▸ **EXERCISE TEXT**

In 2016, a Connecticut judge granted the defendants’ motion to dismiss the lawsuit, ruling it invalid under federal and Connecticut laws. The families then appealed to the Connecticut Supreme Court, which in March 2019 reversed parts of the trial court’s rulings and remanded the case back to Bridgeport Superior Court for additional hearings.

Koskoff and the families pointed to the Connecticut Unfair Trade Practices Act, demonstrating that Remington had advertised their weapons in an “unfair, unethical, or dangerous manner,” thus sidestepping the Protection of Lawful Commerce in Arms Act. Critically, the ruling allows the plaintiffs to subpoena internal documents on how gun companies have marketed the AR-15.

Remington asked the U.S. Supreme Court to review the state court ruling, but in November 2019, SCOTUS denied hearing the appeal, allowing the families’ suit to proceed.

That was a sort of victory in itself, Koskoff says. “Although they will never maybe admit it, I think the gun industry believed itself to be above the law. And that’s a dangerous mentality, especially when you are selling the most dangerous products available to civilians.” 

 

While Koskoff’s sense of justice and love of storytelling was bred into him, acquiring actual legal technical chops was another story. 

After graduating from Suffolk University Law School, his first few years of practice were, in his words, “a study in just sheer, sheer ineptitude.”

▸ **PROVIDED RECORDS**
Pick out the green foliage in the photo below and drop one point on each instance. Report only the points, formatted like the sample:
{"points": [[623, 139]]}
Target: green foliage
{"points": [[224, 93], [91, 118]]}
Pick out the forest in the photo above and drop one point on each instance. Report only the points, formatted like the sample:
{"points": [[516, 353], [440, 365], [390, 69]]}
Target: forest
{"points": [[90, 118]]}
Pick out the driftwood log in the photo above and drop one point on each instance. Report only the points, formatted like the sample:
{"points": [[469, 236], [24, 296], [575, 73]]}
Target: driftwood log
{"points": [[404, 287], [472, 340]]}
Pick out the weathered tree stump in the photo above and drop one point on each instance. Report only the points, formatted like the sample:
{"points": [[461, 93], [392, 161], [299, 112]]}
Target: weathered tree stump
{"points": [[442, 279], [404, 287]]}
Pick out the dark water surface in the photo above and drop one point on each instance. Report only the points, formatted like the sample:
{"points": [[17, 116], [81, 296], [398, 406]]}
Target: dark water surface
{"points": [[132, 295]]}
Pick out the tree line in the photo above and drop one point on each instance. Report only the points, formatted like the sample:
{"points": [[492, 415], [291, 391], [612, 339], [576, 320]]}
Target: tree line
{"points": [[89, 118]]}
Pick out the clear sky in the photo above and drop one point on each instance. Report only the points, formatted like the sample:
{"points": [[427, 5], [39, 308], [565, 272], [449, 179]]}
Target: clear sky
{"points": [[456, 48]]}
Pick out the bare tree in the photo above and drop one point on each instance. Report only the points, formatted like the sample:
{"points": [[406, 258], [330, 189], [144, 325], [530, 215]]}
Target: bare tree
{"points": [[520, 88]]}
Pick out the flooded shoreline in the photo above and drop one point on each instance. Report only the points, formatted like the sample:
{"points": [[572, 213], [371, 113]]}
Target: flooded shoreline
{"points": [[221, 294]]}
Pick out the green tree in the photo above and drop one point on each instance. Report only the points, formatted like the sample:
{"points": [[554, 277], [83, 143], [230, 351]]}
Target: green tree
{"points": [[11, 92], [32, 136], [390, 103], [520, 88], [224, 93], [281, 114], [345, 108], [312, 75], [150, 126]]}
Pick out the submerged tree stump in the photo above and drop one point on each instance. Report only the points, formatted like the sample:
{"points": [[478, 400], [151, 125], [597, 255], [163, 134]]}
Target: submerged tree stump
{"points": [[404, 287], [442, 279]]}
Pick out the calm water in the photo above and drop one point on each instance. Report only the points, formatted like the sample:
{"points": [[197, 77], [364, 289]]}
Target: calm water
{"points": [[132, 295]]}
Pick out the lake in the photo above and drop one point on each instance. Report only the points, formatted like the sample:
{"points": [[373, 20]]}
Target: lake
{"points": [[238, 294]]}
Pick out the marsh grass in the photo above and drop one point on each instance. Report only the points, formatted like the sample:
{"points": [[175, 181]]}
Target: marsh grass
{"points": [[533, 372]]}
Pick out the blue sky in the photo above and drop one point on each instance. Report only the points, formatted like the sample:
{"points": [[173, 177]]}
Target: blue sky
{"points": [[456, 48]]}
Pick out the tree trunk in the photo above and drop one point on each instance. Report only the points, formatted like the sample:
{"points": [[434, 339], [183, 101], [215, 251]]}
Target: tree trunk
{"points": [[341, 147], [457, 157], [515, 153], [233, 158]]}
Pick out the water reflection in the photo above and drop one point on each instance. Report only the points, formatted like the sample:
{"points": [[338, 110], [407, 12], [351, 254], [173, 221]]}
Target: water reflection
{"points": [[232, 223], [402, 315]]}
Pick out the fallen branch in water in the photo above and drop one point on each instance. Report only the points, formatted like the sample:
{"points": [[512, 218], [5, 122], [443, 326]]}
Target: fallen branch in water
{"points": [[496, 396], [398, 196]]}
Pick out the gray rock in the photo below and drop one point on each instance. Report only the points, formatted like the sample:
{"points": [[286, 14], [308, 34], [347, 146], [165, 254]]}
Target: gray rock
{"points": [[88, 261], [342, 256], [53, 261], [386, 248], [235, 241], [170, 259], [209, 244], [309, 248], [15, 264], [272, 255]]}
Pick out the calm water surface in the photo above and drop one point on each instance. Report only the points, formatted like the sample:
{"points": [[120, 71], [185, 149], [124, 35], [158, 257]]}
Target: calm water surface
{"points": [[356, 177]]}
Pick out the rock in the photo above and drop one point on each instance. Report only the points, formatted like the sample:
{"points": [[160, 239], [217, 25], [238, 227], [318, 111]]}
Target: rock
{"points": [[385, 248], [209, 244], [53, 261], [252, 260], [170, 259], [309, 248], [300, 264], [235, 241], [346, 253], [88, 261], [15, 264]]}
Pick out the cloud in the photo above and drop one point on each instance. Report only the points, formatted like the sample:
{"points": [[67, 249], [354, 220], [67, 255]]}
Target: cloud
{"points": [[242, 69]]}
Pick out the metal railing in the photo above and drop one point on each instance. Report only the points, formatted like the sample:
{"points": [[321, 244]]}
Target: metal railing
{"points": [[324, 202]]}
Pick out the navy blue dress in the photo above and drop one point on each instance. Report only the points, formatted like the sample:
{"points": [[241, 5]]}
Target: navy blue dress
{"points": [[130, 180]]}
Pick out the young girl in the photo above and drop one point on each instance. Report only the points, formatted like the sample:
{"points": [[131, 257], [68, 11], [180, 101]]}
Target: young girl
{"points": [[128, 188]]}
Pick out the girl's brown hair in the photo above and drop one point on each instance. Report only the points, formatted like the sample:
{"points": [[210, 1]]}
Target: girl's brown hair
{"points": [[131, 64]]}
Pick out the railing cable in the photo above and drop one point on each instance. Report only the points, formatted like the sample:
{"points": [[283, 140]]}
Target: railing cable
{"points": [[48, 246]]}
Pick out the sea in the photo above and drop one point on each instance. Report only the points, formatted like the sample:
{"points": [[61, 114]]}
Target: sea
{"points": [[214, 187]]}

* * *

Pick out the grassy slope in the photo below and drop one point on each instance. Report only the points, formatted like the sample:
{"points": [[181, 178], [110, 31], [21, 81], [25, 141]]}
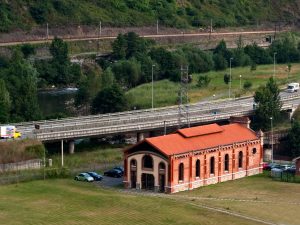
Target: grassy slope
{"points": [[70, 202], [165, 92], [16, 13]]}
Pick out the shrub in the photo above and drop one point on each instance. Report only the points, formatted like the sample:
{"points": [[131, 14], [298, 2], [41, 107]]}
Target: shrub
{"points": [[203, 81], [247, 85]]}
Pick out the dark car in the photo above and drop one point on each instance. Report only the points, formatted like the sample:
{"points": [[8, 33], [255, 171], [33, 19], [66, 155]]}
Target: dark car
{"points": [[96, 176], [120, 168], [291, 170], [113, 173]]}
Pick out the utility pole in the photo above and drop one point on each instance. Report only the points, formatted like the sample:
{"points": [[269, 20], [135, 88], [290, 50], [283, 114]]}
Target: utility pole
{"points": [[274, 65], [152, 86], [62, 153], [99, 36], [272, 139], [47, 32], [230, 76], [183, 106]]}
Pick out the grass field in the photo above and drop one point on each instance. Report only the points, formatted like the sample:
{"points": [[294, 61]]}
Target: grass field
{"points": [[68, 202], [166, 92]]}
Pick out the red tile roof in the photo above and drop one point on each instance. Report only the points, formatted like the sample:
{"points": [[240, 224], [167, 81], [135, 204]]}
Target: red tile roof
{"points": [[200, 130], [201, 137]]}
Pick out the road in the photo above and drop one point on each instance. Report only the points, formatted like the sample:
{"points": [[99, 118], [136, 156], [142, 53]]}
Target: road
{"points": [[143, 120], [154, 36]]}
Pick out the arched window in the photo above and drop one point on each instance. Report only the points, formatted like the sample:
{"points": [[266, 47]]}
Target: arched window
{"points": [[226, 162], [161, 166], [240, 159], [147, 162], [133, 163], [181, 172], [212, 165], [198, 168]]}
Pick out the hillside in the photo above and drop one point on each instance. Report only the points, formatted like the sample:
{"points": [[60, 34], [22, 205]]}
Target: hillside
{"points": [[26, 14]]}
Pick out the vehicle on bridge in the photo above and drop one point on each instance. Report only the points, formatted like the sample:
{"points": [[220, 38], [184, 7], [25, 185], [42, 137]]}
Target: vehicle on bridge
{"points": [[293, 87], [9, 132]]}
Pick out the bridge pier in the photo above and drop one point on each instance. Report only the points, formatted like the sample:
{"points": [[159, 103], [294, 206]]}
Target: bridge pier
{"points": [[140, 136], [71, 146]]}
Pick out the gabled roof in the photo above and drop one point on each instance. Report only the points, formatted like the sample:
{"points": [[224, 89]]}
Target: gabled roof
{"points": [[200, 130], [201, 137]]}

---

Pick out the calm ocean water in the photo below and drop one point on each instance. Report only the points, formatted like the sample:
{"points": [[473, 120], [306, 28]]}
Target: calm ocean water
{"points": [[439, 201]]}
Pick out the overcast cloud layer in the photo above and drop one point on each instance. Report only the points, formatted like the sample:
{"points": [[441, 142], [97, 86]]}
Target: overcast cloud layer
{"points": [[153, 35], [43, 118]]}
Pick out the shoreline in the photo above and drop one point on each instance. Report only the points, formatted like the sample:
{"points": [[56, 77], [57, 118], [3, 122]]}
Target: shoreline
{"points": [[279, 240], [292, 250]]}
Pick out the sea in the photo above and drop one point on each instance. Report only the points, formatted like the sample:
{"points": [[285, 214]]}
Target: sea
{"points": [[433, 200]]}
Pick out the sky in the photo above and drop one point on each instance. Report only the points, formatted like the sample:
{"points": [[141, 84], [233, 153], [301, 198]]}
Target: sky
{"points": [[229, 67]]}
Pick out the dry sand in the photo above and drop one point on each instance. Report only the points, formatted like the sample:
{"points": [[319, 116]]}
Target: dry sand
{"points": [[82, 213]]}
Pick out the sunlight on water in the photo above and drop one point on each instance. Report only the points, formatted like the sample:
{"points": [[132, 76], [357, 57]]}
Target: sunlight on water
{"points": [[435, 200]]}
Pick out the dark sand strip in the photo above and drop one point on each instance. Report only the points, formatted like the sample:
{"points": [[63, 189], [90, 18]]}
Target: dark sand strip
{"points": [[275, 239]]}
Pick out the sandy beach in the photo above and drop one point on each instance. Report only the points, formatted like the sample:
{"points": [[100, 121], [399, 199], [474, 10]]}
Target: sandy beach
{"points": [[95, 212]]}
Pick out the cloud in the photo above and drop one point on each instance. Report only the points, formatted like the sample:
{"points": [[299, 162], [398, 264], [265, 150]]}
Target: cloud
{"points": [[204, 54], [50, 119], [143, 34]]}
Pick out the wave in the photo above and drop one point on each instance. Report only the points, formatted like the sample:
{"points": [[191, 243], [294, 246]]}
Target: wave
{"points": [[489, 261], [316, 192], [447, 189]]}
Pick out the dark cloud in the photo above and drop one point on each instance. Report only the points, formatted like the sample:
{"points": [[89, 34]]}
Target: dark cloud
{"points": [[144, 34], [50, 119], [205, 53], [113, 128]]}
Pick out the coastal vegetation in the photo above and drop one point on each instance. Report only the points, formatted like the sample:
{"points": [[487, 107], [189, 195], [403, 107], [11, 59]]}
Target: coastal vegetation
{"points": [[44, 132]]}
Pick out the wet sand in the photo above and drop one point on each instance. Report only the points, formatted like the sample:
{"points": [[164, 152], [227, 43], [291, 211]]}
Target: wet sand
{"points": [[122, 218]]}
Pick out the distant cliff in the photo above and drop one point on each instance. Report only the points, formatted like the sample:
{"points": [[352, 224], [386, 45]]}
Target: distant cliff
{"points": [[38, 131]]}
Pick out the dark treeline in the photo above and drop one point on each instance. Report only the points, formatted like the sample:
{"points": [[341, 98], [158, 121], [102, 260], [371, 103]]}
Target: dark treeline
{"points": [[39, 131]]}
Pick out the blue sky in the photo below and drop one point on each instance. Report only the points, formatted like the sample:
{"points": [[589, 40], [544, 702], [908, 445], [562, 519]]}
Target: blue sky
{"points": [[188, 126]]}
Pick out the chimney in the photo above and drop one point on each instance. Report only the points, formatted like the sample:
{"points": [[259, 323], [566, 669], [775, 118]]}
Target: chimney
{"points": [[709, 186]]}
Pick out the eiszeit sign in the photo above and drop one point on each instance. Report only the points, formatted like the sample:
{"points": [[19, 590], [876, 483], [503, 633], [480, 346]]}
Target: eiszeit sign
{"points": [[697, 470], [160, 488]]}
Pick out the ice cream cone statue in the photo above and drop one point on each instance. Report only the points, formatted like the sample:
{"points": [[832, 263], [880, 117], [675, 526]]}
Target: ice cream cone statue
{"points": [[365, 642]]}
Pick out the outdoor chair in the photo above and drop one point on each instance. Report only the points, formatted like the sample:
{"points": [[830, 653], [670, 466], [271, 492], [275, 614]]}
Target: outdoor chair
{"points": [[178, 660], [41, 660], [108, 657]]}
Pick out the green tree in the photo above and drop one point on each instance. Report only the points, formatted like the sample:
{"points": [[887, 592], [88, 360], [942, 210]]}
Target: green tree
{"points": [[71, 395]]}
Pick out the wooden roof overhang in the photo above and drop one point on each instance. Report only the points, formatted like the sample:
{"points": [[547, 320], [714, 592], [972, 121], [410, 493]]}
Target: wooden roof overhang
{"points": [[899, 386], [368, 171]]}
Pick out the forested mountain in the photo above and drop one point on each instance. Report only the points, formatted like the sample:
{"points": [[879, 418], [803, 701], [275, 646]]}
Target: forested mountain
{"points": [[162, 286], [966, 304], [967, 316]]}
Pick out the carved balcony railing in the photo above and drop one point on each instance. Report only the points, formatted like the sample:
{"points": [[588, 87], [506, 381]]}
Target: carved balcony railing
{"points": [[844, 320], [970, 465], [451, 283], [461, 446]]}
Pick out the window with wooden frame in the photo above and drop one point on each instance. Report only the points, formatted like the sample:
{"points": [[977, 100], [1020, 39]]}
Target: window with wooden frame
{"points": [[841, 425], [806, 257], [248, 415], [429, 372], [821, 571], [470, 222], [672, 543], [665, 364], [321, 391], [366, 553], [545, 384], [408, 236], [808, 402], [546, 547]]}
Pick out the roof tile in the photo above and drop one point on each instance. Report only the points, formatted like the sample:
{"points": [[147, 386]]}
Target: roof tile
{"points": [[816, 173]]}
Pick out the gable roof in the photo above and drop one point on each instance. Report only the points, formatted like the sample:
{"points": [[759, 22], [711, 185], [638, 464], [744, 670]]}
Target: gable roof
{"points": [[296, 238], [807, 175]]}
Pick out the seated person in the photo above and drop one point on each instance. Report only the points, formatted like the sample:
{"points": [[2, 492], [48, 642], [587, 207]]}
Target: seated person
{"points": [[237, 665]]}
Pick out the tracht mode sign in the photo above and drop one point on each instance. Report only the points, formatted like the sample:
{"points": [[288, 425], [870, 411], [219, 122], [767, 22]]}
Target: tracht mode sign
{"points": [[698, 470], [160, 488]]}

▸ **YOUR TASKS**
- 1) In the passage about the lawsuit against Remington, retype the part that begins at the words "Remington asked the" and stops after the words "was another story.".
- 2) According to the passage about the lawsuit against Remington, why did Koskoff and the families rely on the Connecticut Unfair Trade Practices Act? Answer in one to three sentences.
- 3) Carry on the passage about the lawsuit against Remington from the point where it ends.

▸ **ANSWERS FOR THE EXERCISE**
- 1)
Remington asked the U.S. Supreme Court to review the state court ruling, but in November 2019, SCOTUS denied hearing the appeal, allowing the families’ suit to proceed.

That was a sort of victory in itself, Koskoff says. “Although they will never maybe admit it, I think the gun industry believed itself to be above the law. And that’s a dangerous mentality, especially when you are selling the most dangerous products available to civilians.” 

 

While Koskoff’s sense of justice and love of storytelling was bred into him, acquiring actual legal technical chops was another story.

- 2) They used it to show that Remington had advertised its weapons in an "unfair, unethical, or dangerous manner." That approach let them sidestep the Protection of Lawful Commerce in Arms Act.

- 3)
“I need to make it clear that I was, probably for the first five, six, seven years of my practice, Connecticut’s worst lawyer, if not the country’s,” he says.  

He grew increasingly anxious that he had gone into the wrong field, or that people would think the apple fell far from the familial tree. While working a medical malpractice case, he suggested his client accept a settlement fee to avoid another flop in trial. But the client, a widow who he had gotten to know well, wanted to press on in court. 

“Something happened during that trial where things started to click for me,” Koskoff says. “I think I stopped trying to be other people. I stopped trying to be my dad, I stopped trying to be my grandfather, stopped trying to be [firm partner] Richard Bieder or Clarence Darrow or Martin Luther King.”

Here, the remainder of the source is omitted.